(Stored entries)
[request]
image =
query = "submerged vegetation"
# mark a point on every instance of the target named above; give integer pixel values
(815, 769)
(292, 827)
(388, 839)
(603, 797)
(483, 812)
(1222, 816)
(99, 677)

▶ Exercise: Take the entries above and write them out again unchanged.

▶ Answer to the exercise:
[request]
image =
query = "submerged vegetation"
# mark a point on every instance of the target named above; give integer pixel values
(815, 769)
(292, 827)
(388, 839)
(603, 797)
(483, 812)
(1222, 816)
(99, 677)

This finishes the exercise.